Extracted information
________________
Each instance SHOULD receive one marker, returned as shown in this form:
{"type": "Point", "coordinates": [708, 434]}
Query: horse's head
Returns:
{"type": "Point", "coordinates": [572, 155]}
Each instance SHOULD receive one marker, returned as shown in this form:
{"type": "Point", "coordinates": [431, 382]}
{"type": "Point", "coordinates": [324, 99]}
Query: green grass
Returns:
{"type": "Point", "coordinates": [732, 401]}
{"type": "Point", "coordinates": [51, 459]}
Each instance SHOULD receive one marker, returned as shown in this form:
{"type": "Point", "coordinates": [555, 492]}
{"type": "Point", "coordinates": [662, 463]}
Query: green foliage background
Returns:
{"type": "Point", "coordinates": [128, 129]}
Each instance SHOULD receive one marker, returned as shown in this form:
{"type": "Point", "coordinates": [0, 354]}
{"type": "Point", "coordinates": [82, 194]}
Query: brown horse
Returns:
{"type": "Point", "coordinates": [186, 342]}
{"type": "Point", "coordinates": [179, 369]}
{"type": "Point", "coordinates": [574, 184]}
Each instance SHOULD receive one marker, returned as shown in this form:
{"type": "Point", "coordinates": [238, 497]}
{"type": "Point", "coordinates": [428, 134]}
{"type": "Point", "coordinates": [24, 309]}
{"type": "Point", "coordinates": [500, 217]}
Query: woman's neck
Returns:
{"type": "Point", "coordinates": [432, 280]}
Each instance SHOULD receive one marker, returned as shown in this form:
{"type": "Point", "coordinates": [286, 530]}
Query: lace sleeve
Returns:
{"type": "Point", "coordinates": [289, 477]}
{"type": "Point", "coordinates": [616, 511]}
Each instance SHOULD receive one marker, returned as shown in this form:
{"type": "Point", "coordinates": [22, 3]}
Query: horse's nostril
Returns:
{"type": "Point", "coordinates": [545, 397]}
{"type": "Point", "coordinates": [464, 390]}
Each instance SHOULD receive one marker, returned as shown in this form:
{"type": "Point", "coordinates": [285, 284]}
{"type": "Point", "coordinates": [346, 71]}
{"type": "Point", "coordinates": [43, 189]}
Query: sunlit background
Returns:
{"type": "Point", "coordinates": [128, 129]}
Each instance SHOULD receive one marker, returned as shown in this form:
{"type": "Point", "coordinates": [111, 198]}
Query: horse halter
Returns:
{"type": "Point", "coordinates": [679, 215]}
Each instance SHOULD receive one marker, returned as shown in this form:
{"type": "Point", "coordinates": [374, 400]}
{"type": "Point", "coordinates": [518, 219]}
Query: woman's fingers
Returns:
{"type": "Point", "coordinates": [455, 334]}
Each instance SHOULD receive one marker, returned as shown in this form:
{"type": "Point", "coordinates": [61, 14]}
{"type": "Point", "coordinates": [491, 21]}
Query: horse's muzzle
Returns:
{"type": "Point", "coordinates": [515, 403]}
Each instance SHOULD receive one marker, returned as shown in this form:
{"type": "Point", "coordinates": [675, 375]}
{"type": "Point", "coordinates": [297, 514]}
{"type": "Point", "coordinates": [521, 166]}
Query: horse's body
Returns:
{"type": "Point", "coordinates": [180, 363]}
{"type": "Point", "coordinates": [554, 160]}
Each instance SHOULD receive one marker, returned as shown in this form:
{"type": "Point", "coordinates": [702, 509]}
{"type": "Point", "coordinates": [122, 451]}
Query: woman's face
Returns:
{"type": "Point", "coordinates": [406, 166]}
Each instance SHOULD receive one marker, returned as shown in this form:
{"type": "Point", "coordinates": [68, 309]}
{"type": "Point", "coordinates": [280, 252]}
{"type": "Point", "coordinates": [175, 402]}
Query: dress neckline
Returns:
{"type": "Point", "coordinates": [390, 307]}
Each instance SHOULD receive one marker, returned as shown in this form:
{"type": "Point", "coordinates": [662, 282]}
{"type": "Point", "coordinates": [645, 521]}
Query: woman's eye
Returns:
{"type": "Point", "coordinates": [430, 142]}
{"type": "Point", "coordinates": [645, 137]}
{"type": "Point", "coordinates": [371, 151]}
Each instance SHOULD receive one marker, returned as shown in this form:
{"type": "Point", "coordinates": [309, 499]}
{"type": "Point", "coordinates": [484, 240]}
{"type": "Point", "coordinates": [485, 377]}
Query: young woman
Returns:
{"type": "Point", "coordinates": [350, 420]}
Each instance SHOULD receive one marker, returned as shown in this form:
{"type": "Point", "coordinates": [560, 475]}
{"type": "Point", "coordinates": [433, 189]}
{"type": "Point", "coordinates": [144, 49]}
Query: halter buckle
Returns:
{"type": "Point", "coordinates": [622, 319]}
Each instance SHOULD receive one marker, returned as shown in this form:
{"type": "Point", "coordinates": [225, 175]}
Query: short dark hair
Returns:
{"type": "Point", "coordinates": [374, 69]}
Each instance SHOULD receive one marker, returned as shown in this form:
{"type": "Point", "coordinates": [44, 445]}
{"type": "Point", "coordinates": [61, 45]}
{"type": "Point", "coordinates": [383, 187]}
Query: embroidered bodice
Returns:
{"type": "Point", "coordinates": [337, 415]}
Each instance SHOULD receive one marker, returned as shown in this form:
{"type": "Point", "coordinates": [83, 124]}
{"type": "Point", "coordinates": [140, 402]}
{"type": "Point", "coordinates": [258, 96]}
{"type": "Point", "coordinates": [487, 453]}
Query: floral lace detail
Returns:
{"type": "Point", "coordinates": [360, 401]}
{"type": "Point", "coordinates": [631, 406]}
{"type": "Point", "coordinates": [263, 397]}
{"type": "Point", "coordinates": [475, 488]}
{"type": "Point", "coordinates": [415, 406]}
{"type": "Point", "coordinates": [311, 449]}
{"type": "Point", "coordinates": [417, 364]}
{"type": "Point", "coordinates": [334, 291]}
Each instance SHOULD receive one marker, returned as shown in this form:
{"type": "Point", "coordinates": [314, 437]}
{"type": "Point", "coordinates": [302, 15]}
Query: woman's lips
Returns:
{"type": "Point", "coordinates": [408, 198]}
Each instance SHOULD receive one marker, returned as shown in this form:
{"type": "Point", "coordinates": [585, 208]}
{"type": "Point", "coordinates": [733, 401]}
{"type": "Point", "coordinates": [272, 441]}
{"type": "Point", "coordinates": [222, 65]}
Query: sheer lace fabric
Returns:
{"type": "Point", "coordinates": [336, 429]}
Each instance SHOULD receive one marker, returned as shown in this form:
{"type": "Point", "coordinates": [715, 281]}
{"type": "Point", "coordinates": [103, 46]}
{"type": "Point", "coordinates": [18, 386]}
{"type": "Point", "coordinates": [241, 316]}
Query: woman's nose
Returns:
________________
Pick out every line of the rows above that contains the word "green", and copy each one.

Query: green grass
Query: green foliage background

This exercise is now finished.